* [Given task]
Copy out every line of the listing below word for word, leaving out the pictures.

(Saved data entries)
____________

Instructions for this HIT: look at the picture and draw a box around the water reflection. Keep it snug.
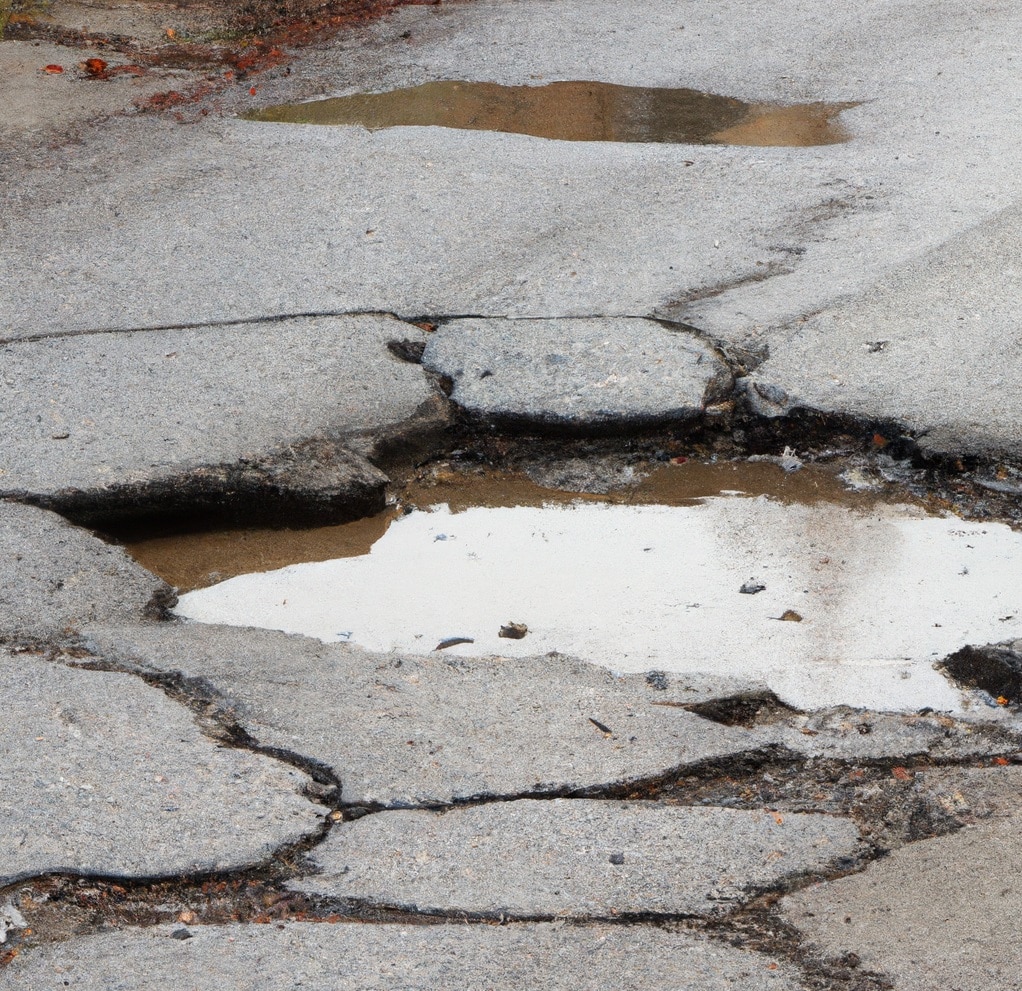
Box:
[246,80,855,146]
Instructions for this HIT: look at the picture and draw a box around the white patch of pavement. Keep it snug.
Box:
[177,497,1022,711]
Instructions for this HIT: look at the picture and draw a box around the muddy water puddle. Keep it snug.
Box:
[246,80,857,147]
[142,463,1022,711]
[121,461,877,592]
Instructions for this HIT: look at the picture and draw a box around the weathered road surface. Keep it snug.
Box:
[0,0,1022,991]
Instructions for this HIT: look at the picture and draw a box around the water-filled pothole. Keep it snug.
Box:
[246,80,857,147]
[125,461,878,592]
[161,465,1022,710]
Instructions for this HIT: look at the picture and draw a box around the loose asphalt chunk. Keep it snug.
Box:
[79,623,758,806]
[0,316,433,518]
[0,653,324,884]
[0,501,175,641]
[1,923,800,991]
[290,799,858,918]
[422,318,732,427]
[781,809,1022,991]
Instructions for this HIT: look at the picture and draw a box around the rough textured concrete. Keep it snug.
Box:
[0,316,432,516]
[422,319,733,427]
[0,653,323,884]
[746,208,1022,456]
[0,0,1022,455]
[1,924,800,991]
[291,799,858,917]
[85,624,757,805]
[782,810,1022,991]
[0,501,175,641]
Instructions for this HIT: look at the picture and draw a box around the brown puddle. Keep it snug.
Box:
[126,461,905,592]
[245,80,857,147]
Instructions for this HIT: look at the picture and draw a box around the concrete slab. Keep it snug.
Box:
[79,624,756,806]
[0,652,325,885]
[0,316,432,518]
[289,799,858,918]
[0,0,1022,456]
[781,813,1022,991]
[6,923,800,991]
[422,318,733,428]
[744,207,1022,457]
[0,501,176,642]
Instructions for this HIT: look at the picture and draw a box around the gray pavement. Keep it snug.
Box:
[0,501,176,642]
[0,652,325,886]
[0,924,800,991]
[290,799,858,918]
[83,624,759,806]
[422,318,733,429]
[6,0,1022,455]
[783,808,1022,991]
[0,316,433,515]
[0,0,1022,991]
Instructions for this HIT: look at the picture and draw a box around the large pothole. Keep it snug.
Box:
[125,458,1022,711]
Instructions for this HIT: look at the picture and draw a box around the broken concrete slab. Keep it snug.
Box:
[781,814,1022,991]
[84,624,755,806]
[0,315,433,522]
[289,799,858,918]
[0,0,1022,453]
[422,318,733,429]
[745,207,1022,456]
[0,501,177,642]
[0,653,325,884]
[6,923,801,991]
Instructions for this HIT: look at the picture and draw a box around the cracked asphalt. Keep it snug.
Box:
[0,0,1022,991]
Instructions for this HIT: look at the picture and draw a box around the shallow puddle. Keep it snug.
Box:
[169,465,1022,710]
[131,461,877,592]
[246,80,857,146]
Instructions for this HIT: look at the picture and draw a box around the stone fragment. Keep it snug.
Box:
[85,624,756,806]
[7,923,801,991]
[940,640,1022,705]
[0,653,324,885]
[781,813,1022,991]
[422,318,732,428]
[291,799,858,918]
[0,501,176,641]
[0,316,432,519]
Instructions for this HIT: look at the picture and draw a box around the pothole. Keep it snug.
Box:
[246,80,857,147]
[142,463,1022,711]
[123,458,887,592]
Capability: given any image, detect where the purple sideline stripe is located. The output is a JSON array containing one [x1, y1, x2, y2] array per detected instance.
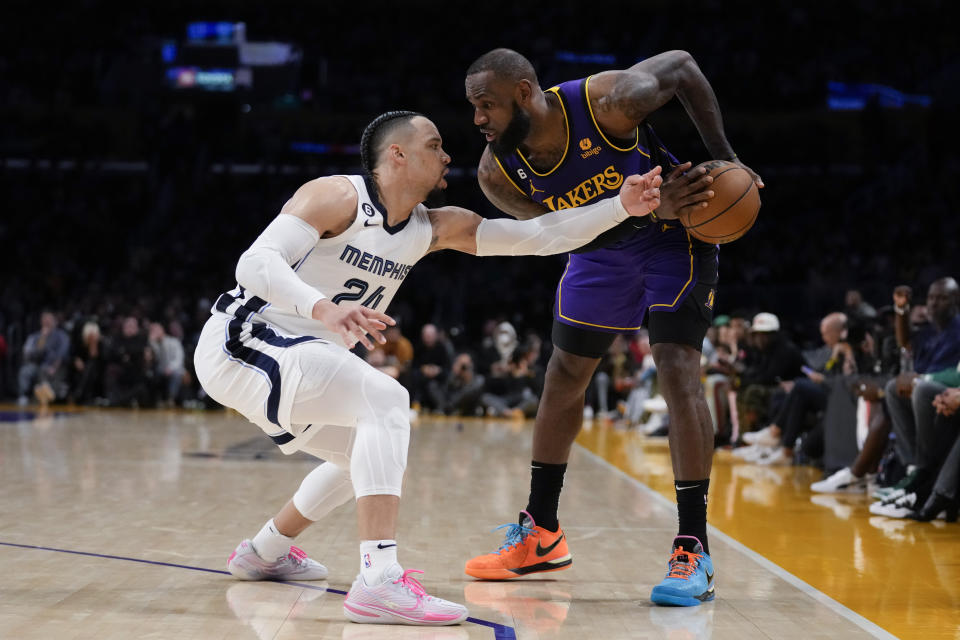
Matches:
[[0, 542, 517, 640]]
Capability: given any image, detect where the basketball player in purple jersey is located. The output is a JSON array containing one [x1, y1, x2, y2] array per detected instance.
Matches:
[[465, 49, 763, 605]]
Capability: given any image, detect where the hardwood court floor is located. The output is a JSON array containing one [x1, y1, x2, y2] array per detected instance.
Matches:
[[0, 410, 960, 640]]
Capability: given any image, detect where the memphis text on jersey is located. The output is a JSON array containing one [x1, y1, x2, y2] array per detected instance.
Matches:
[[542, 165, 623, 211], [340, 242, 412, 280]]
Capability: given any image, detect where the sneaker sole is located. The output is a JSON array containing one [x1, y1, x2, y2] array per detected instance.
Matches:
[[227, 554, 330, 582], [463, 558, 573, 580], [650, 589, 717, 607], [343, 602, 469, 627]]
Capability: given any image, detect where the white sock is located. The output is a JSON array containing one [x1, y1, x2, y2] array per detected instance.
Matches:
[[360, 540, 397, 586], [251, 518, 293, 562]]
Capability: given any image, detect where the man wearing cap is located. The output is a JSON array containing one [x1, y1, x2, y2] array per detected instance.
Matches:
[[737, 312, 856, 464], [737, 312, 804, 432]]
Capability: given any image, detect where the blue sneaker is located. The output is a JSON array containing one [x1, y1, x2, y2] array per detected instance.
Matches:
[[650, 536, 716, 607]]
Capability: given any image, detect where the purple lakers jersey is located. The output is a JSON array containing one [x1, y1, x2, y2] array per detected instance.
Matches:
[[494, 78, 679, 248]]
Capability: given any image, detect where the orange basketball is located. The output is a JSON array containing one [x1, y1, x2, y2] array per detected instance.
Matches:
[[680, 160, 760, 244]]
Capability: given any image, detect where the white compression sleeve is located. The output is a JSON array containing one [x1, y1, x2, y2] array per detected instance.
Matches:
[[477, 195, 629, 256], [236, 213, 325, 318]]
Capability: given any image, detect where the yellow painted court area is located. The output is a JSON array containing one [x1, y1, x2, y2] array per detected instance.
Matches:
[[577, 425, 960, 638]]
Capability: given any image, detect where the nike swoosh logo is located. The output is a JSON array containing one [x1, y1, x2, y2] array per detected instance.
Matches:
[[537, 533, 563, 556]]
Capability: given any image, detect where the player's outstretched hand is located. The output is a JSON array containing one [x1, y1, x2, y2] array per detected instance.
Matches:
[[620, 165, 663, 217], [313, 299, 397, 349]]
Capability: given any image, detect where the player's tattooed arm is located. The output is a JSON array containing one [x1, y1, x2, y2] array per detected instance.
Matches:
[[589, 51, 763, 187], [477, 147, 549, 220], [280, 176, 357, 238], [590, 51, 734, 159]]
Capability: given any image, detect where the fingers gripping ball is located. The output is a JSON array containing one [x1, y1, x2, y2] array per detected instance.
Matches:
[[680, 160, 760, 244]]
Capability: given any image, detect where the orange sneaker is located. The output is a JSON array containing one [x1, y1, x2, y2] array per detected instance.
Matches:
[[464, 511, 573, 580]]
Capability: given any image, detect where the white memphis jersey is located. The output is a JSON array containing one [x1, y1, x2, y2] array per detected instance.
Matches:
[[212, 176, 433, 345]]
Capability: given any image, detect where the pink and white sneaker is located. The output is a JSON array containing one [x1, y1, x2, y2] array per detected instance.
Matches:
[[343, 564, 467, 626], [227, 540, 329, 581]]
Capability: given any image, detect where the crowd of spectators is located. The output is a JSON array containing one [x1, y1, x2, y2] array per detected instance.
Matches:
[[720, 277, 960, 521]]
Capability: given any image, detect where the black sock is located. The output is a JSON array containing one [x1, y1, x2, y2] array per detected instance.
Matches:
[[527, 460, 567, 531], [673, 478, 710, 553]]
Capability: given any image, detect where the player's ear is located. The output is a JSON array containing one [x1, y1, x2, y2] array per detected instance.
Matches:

____________

* [Task result]
Instructions for this HIT: look at the picture and draw a box around the water reflection. Keep it snug.
Box:
[246,80,855,146]
Instructions for this HIT: look at the picture and draw a box around the white patch of pavement. Keep it snug.
Box:
[177,497,1022,711]
Instructions for this HIT: look at the picture and draw a box around the muddy water puddle. Keep it snug.
Box:
[246,80,857,147]
[142,463,1022,711]
[121,461,877,592]
Instructions for this HIT: look at the picture and draw a box around the weathered road surface. Keep it snug.
Box:
[0,0,1022,991]
Instructions for this HIT: look at the picture and draw a box around the water-filled pothole. Keep it snug.
Box:
[246,80,857,147]
[125,461,878,592]
[161,465,1022,710]
Instructions for this HIT: look at the picture and draw a box around the loose asphalt chunk. Keep it snug.
Box:
[79,623,758,806]
[0,316,433,518]
[0,653,324,884]
[0,501,175,641]
[1,923,800,991]
[290,799,858,918]
[422,318,732,427]
[781,809,1022,991]
Instructions for this HIT: look at the picture and draw a box around the rough textured concrete. Keep it snug.
Box:
[0,316,432,516]
[422,319,733,427]
[0,653,323,884]
[746,208,1022,456]
[0,0,1022,455]
[1,924,800,991]
[291,799,858,917]
[85,624,757,805]
[782,810,1022,991]
[0,501,175,641]
Instructions for this HIT: look at the picture and draw a box around the brown puddle. Keep it snug.
Box:
[126,461,905,592]
[245,80,857,147]
Instructions for this HIT: look at the picture and draw a box around the concrete slab. Keep it snug.
Box:
[79,624,756,806]
[0,652,325,885]
[0,316,432,518]
[289,799,858,918]
[0,0,1022,456]
[781,813,1022,991]
[6,923,800,991]
[422,318,733,428]
[744,207,1022,457]
[0,501,176,642]
Instructions for this HIT: look at the picture and draw a box around the gray pavement. Keep it snug.
Box:
[0,501,176,642]
[0,652,325,886]
[0,924,800,991]
[290,799,858,918]
[83,624,759,806]
[422,318,733,429]
[6,0,1022,455]
[783,808,1022,991]
[0,316,433,515]
[0,0,1022,991]
Instructions for this HIT: look at the picture and draw a box around the large pothole. Keep it snug.
Box:
[125,458,1022,711]
Instructions for this HIT: look at the picture and draw a box around the broken concrete slab. Keep it snug.
Box:
[781,814,1022,991]
[84,624,755,806]
[0,315,433,522]
[289,799,858,918]
[0,0,1022,453]
[422,318,733,429]
[745,207,1022,456]
[0,501,177,642]
[0,653,325,884]
[6,923,801,991]
Instructions for this HIT: look at the picture and draw a box around the cracked asphalt. Keep it snug.
Box:
[0,0,1022,991]
Instructions for this HIT: look at the picture and draw a box around the shallow puddle. Keep it snug.
Box:
[169,465,1022,710]
[131,461,877,592]
[246,80,857,146]
Instructions for this HIT: look at the picture and draw a box around the stone fragment. Keep it snug.
Box:
[85,624,756,806]
[7,923,801,991]
[940,640,1022,705]
[0,653,324,885]
[781,813,1022,991]
[422,318,732,428]
[291,799,858,918]
[0,501,176,641]
[0,316,432,519]
Instructions for this HIT: look at the picture and draw a box around the pothole. Keep it snug.
Box:
[246,80,857,147]
[142,463,1022,711]
[123,458,887,592]
Capability: given any image, detect where the purple sideline stripe is located. The output is a JSON array containing one [x1, y1, x2, y2] array per detected instance.
Matches:
[[0, 542, 517, 640]]
Capability: given any image, detect where the basketball player in purple jersey is located. The output is a JSON array containing one [x1, y1, x2, y2] array per detected instance.
Matches:
[[465, 49, 763, 605]]
Capability: given any image, detect where the hardwood court floor is located. The output is a JSON array containing one [x1, y1, x2, y2] array per detected instance.
Matches:
[[0, 410, 960, 640]]
Capability: given any image, detect where the memphis text on jersey is located. The output is a JSON array containing one [x1, y1, x2, y2] array per detected instance.
Matches:
[[542, 165, 623, 211], [340, 242, 412, 280]]
Capability: given any image, detect where the sneaker sole is located. The output is a JSON array containing one [x1, y1, x2, y2] array per detected instance.
Matches:
[[227, 554, 330, 582], [463, 558, 573, 580], [650, 589, 717, 607], [343, 602, 469, 627]]
Capability: given any image, detect where the white sock is located. The output is a JSON array containing one [x1, y1, x2, y2] array per detected instance.
Matches:
[[360, 540, 397, 586], [251, 518, 293, 562]]
Capability: given any image, detect where the man wearing cap is located. The output is a JSON array containing one [x1, y1, x2, y2] array per detected instance.
Matches:
[[737, 312, 856, 464], [737, 312, 804, 432]]
Capability: given any image, detect where the blue sneaker is located. The output is a JSON array containing one [x1, y1, x2, y2] array per detected instance.
Matches:
[[650, 536, 716, 607]]
Capability: given any image, detect where the purple lakers jersey is located. The output is a JSON array containing one [x1, y1, x2, y2] array per detected instance.
Matches:
[[494, 78, 679, 248]]
Capability: given any image, detect where the orange basketball is located. The output is a JSON array containing one [x1, y1, x2, y2] array per detected instance.
Matches:
[[680, 160, 760, 244]]
Capability: given any image, detect where the white compression sleeve is located. The output is a JSON array containing one [x1, y1, x2, y2] array per detected instance.
Matches:
[[477, 195, 629, 256], [236, 213, 325, 318]]
Capability: given any image, detect where the yellow painted court area is located. The output is a JSON array containing one [x1, y1, x2, y2] array per detected instance.
Matches:
[[577, 425, 960, 638]]
Capability: given any image, detect where the nike swoosh logo is located. The output is a JSON array containing one [x1, y1, x2, y2] array per detected instance.
Matches:
[[537, 533, 563, 556]]
Capability: given any image, detect where the player's outstretched hand is located. The output is a JSON array containing one [x1, y1, x2, y2] array per detected instance.
Matches:
[[620, 165, 663, 217], [313, 299, 397, 349]]
Capability: given any image, detect where the player's tattooed arm is located. The output is a JSON array containing one [x1, y1, x2, y2] array per detected instance.
Matches:
[[589, 51, 763, 187], [477, 147, 549, 220], [280, 176, 357, 238], [590, 51, 734, 159]]
Capability: given any image, detect where the fingers gripping ball is located. The output is a JSON array containing one [x1, y1, x2, y2] array per detected instance.
Matches:
[[680, 160, 760, 244]]
Capability: given any image, detect where the orange sneaker is located. The output is a JSON array containing one [x1, y1, x2, y2] array per detected instance.
Matches:
[[464, 511, 573, 580]]
Capability: given any image, detect where the white memphis jersey is located. The output is a JSON array containing one [x1, y1, x2, y2] array per detected instance.
Matches:
[[212, 176, 433, 345]]
Capability: given any image, detect where the pink and white sneaker is located. The output is a JSON array containing one [x1, y1, x2, y2] array per detected instance.
Matches:
[[343, 564, 467, 626], [227, 540, 329, 581]]
Capability: given any image, detect where the crowd of spectators is located. The output is a JSON array containing one [x1, y1, x2, y2] array per detected instance.
Matches:
[[720, 277, 960, 521]]
Capability: given any image, detect where the black sock is located. The output is a JSON array containing one [x1, y1, x2, y2] array per detected instance.
Matches:
[[527, 460, 567, 531], [673, 478, 710, 553]]
Capability: given any image, detect where the player's ear is located. The output is a JSON array containing one [x1, y1, x2, y2] array per detected instance.
Matches:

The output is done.